## Set problem A
In the tailgating article below, copy the passage starting at "Ryan Seiler, the" and ending at "the tailgating driver.".
## Set problem B
According to the tailgating article below, on what road was the footage shot?

Tailgaters, be warned.
A video shows the moment a tailgating driver swerves out of control after a “brake check.”
The black SUV on the left is seen tailgating behind another car.
The car in the front flashes his brakes to signal to the tailgater to back off, who then loses control and drives into a ditch.
Other vehicles on the roadway are seen slowing down, and a car on the right pulls over to the side.
Ryan Seiler, the uploader, confirmed the footage shot in Wisconsin on Vandenbroek Road.
Tailgating is a common practice, but it’s quite dangerous.
“If someone is following you too closely, be careful,” says Driversed.com.
The site recommends drivers “tap your brake lightly several times” to warn the tailgating driver.
“Brake slowly before stopping. Avoid tailgaters when possible by changing lanes. If you cannot change lanes, slow down enough to encourage the tailgater to go around you. If this does not work, pull off the road when safe and let the tailgater pass,” according to the website.

## Excerpted records

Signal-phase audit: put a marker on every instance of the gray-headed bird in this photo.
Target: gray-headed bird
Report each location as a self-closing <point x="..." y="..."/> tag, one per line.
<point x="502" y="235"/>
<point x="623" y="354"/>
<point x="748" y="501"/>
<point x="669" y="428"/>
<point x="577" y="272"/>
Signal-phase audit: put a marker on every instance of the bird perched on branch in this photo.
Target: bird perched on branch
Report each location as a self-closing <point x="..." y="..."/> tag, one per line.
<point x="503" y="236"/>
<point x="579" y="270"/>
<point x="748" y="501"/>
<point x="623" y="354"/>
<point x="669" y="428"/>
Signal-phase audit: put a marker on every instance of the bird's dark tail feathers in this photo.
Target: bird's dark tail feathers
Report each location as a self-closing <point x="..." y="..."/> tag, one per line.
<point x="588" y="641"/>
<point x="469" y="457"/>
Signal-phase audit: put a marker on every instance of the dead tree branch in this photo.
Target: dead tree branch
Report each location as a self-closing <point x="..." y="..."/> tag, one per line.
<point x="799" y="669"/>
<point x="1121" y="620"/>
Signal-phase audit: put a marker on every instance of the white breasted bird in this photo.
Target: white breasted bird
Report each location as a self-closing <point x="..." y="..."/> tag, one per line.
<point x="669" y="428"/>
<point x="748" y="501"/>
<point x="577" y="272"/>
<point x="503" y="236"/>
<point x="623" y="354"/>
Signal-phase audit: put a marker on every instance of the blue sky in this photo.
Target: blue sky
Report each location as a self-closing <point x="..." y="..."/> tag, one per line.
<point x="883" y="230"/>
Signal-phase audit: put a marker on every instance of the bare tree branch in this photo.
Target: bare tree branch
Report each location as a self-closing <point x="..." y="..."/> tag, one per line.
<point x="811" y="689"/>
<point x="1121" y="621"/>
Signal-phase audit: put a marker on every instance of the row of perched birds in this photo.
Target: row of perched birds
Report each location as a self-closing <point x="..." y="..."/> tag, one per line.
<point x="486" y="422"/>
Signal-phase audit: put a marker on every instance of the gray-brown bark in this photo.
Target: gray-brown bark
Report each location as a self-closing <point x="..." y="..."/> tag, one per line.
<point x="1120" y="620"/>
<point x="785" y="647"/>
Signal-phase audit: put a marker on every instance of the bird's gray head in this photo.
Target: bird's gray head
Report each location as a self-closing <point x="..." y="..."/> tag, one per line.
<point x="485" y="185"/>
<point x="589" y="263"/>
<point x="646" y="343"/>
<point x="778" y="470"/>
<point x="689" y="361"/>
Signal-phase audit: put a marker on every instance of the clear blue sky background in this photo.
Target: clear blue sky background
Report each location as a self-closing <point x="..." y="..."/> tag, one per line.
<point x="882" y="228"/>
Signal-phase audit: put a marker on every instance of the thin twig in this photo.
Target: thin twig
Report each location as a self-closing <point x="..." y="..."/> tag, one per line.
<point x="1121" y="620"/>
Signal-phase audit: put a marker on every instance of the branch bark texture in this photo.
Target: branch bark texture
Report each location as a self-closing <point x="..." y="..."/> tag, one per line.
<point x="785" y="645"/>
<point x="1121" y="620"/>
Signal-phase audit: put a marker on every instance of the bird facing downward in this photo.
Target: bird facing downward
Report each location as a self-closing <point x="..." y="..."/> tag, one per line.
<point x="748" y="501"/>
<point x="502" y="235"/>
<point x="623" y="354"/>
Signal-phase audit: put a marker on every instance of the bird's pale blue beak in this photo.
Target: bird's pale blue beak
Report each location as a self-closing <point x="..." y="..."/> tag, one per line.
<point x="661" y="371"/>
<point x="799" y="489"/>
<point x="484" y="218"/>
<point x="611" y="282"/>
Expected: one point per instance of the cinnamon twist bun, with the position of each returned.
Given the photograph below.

## Task output A
Ryan Seiler, the uploader, confirmed the footage shot in Wisconsin on Vandenbroek Road.
Tailgating is a common practice, but it’s quite dangerous.
“If someone is following you too closely, be careful,” says Driversed.com.
The site recommends drivers “tap your brake lightly several times” to warn the tailgating driver.

## Task output B
Vandenbroek Road in Wisconsin.